WHAT YOU NEED TO DO: Restate word for word the lines beginning with the one that contains "Annotation task — tag each instance of the car" and ending at the bottom of the records below, both included.

┌──

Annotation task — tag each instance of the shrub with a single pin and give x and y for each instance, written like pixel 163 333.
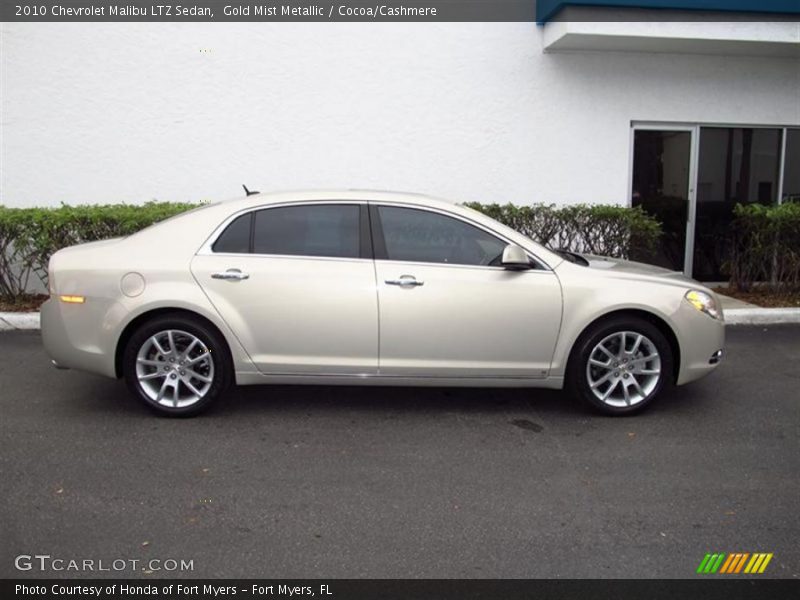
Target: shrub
pixel 766 247
pixel 29 236
pixel 606 230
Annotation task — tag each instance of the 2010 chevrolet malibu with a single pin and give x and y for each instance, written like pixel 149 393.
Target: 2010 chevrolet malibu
pixel 369 288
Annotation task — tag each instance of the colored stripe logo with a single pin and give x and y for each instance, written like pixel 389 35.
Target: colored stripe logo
pixel 735 562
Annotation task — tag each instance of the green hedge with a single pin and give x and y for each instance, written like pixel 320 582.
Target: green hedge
pixel 28 236
pixel 605 230
pixel 766 247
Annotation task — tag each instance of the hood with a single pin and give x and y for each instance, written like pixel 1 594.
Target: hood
pixel 617 265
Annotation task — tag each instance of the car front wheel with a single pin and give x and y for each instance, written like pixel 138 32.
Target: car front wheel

└──

SOLUTION BELOW:
Annotation task — tag each instance of the car front wheel with a single pin and give x and y for each instance, written like pixel 138 32.
Target: car front wheel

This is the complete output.